** Opening Extract block **

A company whose prescription opioid marketing practices are being blamed for sparking the addiction and overdose crisis says it’s helping to fund an effort to make a lower-cost overdose antidote.

OxyContin maker Purdue Pharma announced Wednesday that it’s making a $3.4 million grant to Harm Reduction Therapeutics, a Pittsburgh-based nonprofit, to help develop a low-cost naloxone nasal spray.

The announcement comes as lawsuits from local governments blaming Purdue, based in Stamford, Connecticut, and other companies in the drug industry for using deceptive marketing practices to encourage heavy prescribing of the powerful and addictive painkillers. Last week, the number of lawsuits against the industry being overseen by a federal judge topped 1,000.

The Cleveland-based judge, Dan Polster, is pushing the industry to settle with the plaintiffs — mostly local governments and Native American tribes — and with state governments, most of which have sued in state court or are conducting a joint investigation. Hundreds of other local governments are also suing in state courts across the country.

The sides have had regular settlement discussions, but it’s not clear when a deal might be struck in the case, which is complicated by the number of parties and questions on how to assign blame.

 

Addiction, overdose
Purdue Pharma offices are seen in Stamford, Connecticut. VOA

 

The U.S. Centers for Disease Control and Prevention reported that drug overdoses killed a record 72,000 Americans last year. The majority of the deaths involved opioids. But a growing number of them are from illicit synthetic drugs, including fentanyl, rather than prescription opioids such as OxyContin or Vicodin.

** Closing Extract block **
** Opening Material provided block **

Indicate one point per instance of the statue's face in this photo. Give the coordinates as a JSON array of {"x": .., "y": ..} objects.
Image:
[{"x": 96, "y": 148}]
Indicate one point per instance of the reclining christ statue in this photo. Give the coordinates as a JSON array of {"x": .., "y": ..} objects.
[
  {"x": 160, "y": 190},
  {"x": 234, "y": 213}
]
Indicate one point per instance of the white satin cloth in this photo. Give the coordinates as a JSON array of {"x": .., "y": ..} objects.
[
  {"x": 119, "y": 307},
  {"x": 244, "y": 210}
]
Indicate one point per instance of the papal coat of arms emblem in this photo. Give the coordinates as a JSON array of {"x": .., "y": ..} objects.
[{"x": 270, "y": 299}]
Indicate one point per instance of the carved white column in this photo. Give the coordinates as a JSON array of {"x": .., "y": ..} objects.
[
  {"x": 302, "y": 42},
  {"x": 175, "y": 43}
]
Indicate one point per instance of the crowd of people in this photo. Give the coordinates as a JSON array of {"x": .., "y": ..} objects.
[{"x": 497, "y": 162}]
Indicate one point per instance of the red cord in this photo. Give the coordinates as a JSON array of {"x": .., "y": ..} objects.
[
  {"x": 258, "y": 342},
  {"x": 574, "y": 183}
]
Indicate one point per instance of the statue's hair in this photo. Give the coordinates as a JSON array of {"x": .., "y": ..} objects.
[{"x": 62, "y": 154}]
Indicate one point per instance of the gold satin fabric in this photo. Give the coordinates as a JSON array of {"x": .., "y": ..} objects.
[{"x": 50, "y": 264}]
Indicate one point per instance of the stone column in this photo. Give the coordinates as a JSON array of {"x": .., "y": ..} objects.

** Closing Material provided block **

◆ **Prompt 1**:
In the Purdue Pharma article, how large is the grant Purdue Pharma is making to Harm Reduction Therapeutics?
◆ **Prompt 2**:
Retype the stretch of the Purdue Pharma article from "The Cleveland-based judge, Dan" through "to assign blame.".
◆ **Prompt 3**:
Write what comes next in the article on Purdue Pharma's naloxone grant, picking up after its last sentence.
The entries come from a different source than the article.

◆ **Answer box 1**:
$3.4 million

◆ **Answer box 2**:
The Cleveland-based judge, Dan Polster, is pushing the industry to settle with the plaintiffs — mostly local governments and Native American tribes — and with state governments, most of which have sued in state court or are conducting a joint investigation. Hundreds of other local governments are also suing in state courts across the country.

The sides have had regular settlement discussions, but it’s not clear when a deal might be struck in the case, which is complicated by the number of parties and questions on how to assign blame.

◆ **Answer box 3**:
 

Governments are asking for changes in how opioids are marketed, and for help paying for treatment and the costs of ambulance runs, child welfare systems, jails and other expenses associated with the opioid crisis.

Polster is expected to rule in coming weeks on motions from drugmakers, distributors and pharmacies to dismiss thee claims. Trials in some of the cases — being used to test issues common to many of them — are now scheduled to begin in September 2019.

Purdue agreed to pay $634 million in fines back in 2007 to settle charges that the company downplayed the risk of addiction and abuse of its blockbuster painkiller OxyContin starting in the 1990s.

It’s facing similar accusations again.

Earlier this year, the privately held company stopped marketing OxyContin to doctors.

Addiction, overdose
A police officer demonstrates the use of naloxone in Millersville. VOA

Naloxone

The naloxone grant is a way the company can show it’s trying to help stem the damage done by opioids. “This grant is one example of the meaningful steps Purdue is taking to help address opioid abuse in our communities,” Purdue President and CEO Craig Landau said in a statement.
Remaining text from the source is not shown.